- [RECORDS TO USE]
┄┄┄┄┄┄┄┄┄┄┄┄┄┄┄┄┄┄┄┄
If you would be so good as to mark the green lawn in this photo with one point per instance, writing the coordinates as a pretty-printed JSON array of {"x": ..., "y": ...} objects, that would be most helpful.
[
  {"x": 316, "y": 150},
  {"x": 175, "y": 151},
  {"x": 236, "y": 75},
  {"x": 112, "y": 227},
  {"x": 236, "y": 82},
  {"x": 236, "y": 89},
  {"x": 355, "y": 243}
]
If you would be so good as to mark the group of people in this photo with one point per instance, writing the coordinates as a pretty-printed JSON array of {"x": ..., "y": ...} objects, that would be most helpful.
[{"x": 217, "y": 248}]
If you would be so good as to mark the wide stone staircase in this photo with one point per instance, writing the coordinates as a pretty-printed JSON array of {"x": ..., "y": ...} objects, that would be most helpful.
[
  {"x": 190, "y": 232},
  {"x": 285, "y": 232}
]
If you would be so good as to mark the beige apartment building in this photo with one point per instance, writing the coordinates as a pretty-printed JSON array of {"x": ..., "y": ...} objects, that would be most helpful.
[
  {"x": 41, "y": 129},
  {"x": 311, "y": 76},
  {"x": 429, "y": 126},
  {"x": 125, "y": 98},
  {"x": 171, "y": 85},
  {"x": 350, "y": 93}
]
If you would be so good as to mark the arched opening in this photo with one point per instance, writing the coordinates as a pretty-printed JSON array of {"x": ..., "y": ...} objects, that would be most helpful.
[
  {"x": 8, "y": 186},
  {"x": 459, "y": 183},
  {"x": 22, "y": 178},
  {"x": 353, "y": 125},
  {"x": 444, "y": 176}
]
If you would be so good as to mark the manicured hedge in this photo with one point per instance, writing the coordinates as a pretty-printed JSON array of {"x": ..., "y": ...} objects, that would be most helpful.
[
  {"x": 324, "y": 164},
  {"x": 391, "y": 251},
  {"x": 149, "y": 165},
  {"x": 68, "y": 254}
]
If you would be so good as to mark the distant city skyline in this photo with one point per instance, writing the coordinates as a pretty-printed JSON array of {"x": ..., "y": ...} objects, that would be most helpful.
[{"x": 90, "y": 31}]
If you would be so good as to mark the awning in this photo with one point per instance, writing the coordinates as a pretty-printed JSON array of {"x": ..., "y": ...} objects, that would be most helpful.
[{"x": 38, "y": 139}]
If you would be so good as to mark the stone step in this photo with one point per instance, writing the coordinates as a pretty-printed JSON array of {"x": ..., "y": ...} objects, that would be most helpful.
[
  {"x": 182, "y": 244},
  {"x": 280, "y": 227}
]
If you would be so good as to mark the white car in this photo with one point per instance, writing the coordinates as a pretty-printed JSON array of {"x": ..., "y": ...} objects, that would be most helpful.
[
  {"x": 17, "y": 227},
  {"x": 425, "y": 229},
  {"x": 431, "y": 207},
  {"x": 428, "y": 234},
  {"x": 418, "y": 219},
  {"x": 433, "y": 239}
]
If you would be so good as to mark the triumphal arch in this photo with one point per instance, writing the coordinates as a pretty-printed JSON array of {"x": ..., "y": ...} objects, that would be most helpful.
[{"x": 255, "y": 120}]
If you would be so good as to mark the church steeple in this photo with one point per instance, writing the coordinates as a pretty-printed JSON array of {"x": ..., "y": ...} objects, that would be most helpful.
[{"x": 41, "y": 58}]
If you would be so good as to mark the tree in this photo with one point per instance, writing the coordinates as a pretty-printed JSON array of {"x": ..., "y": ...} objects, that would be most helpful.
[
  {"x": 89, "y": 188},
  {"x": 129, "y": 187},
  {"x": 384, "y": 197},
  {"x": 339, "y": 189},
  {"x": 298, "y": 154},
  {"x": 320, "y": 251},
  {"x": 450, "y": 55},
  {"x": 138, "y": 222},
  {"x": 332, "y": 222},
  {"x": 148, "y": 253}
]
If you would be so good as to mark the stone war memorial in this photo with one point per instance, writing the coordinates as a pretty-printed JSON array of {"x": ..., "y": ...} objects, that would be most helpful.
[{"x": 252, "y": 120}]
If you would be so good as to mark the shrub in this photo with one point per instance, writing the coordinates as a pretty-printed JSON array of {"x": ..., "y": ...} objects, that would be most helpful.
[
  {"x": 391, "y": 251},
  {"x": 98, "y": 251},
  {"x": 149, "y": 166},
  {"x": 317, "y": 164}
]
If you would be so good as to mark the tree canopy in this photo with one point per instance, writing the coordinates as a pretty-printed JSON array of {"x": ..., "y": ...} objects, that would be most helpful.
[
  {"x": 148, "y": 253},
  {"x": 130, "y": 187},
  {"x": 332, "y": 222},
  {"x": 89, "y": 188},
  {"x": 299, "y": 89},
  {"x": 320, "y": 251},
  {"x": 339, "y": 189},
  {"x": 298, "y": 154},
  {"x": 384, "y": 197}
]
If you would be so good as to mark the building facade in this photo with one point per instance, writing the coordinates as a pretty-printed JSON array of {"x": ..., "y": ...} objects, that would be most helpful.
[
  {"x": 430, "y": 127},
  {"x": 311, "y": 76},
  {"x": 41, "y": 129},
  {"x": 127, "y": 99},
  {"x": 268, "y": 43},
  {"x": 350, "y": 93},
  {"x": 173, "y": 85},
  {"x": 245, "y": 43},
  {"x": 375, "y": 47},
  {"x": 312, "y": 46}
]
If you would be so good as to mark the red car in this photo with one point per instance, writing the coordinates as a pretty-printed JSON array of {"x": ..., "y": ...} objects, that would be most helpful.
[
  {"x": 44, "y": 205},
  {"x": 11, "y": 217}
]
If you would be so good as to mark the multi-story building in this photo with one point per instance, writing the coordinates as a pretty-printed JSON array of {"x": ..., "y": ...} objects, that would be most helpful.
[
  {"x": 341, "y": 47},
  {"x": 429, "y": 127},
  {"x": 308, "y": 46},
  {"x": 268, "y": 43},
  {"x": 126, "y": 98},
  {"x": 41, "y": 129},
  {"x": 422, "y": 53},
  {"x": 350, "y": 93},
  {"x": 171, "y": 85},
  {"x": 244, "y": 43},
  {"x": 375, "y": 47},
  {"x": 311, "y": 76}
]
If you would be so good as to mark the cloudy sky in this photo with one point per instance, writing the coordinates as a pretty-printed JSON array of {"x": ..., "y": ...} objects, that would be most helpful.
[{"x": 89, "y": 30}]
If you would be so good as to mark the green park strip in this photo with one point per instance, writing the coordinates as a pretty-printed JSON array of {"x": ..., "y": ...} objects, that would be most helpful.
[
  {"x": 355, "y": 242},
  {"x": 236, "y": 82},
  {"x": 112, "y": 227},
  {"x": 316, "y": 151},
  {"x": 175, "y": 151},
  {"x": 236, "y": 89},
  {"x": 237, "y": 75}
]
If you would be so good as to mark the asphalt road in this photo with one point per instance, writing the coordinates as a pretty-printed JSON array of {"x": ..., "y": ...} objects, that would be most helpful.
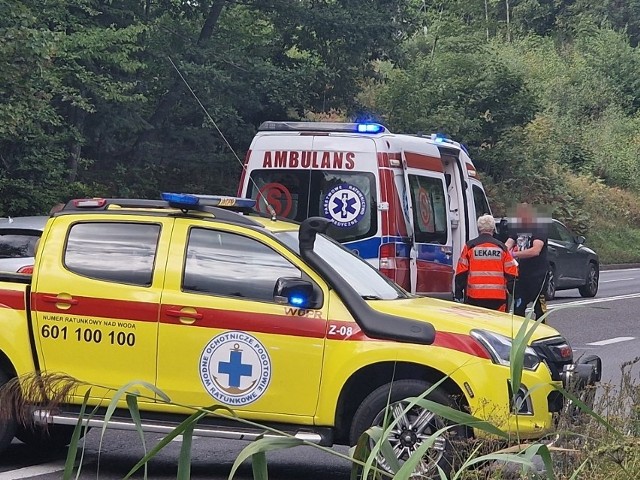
[{"x": 608, "y": 326}]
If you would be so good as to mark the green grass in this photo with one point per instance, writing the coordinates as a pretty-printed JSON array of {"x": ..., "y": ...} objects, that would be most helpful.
[{"x": 615, "y": 243}]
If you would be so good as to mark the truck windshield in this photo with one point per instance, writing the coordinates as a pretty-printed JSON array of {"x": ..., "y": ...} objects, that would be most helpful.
[{"x": 363, "y": 277}]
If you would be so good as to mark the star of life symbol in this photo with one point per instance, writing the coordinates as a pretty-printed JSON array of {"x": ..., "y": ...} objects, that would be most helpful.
[
  {"x": 235, "y": 368},
  {"x": 345, "y": 205}
]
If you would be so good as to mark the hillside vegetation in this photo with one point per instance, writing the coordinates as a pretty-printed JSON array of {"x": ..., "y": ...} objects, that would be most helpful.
[{"x": 545, "y": 93}]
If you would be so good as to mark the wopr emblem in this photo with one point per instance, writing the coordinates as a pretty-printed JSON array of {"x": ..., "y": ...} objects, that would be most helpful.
[
  {"x": 345, "y": 205},
  {"x": 235, "y": 368}
]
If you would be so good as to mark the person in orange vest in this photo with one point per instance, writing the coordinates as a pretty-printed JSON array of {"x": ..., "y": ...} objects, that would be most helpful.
[{"x": 486, "y": 270}]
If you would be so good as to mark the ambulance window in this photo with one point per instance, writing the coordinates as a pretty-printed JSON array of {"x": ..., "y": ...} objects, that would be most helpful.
[
  {"x": 347, "y": 198},
  {"x": 480, "y": 201},
  {"x": 429, "y": 209},
  {"x": 116, "y": 252},
  {"x": 231, "y": 265}
]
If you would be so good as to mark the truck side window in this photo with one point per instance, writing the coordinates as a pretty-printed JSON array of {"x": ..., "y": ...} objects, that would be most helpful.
[
  {"x": 231, "y": 265},
  {"x": 116, "y": 252}
]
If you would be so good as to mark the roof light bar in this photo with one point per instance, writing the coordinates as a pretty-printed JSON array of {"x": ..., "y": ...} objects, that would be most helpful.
[
  {"x": 322, "y": 127},
  {"x": 189, "y": 200}
]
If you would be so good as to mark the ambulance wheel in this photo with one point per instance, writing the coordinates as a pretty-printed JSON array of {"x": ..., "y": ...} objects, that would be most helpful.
[
  {"x": 7, "y": 426},
  {"x": 412, "y": 428},
  {"x": 53, "y": 437}
]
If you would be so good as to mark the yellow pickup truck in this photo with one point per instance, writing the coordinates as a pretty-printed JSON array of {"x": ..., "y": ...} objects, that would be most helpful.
[{"x": 213, "y": 304}]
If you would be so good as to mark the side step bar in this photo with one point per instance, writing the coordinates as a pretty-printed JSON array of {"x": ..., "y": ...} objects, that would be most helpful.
[{"x": 45, "y": 417}]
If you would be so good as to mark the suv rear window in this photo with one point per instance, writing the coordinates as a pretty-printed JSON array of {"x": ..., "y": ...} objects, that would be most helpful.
[
  {"x": 18, "y": 245},
  {"x": 112, "y": 251}
]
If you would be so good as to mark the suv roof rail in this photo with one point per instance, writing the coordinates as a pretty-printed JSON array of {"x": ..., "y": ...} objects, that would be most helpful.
[{"x": 222, "y": 208}]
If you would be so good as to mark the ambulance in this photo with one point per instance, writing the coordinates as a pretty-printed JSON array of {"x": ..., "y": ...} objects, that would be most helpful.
[{"x": 405, "y": 203}]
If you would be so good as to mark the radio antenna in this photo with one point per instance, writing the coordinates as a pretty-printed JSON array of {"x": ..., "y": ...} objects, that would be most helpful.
[{"x": 270, "y": 209}]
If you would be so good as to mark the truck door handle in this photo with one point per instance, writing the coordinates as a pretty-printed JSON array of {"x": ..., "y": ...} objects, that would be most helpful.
[
  {"x": 185, "y": 312},
  {"x": 59, "y": 299}
]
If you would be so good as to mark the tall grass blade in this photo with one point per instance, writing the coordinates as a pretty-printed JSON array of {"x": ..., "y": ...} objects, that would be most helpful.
[
  {"x": 360, "y": 455},
  {"x": 184, "y": 462},
  {"x": 75, "y": 438},
  {"x": 132, "y": 403},
  {"x": 179, "y": 430},
  {"x": 263, "y": 445},
  {"x": 259, "y": 466}
]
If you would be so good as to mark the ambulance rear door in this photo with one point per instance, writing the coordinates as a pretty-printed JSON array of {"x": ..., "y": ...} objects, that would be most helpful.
[
  {"x": 301, "y": 175},
  {"x": 432, "y": 252}
]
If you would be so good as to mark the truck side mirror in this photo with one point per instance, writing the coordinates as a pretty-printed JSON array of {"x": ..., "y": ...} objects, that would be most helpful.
[{"x": 297, "y": 292}]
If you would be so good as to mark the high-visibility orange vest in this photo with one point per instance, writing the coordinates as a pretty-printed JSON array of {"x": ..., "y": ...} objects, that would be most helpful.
[{"x": 487, "y": 263}]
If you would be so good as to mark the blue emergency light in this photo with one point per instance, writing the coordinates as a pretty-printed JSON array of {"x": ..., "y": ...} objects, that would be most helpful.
[
  {"x": 190, "y": 200},
  {"x": 370, "y": 128},
  {"x": 331, "y": 127},
  {"x": 297, "y": 300}
]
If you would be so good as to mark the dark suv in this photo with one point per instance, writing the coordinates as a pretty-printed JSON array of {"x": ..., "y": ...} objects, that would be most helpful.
[{"x": 571, "y": 264}]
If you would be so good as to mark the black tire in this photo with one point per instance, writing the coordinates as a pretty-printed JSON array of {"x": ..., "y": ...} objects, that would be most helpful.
[
  {"x": 53, "y": 437},
  {"x": 550, "y": 284},
  {"x": 7, "y": 427},
  {"x": 590, "y": 288},
  {"x": 408, "y": 434}
]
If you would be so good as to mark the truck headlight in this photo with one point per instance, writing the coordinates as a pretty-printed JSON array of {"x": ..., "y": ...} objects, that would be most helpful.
[{"x": 499, "y": 348}]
┄┄┄┄┄┄┄┄┄┄┄┄┄┄┄┄┄┄┄┄
- [WHAT IS ASKED] Copy out the material from the line with "If you would be so good as to mark the dark" up to and including its final line, keeping every character unchanged.

- [RESPONSE FOR THIS EXERCISE]
If you would be so good as to mark the dark suv in this photo with one point per instance, writing the coordinates as a pretty-printed JSON array of {"x": ..., "y": ...} objects, that would be most helpful.
[{"x": 571, "y": 264}]
If you would be so good as to mark the black tire in this photo with one point per instance, writing the coordinates as a pretty-printed JSON array of {"x": ..., "y": ...} objects, that would be most helpful.
[
  {"x": 53, "y": 437},
  {"x": 550, "y": 284},
  {"x": 7, "y": 427},
  {"x": 590, "y": 288},
  {"x": 408, "y": 434}
]
If you would be so good as to mark the truck headlight in this photo with one point per instance, writing the coordinates as a pretty-printed JSON array of {"x": ..., "y": ...} objects, that would be most helpful.
[{"x": 499, "y": 348}]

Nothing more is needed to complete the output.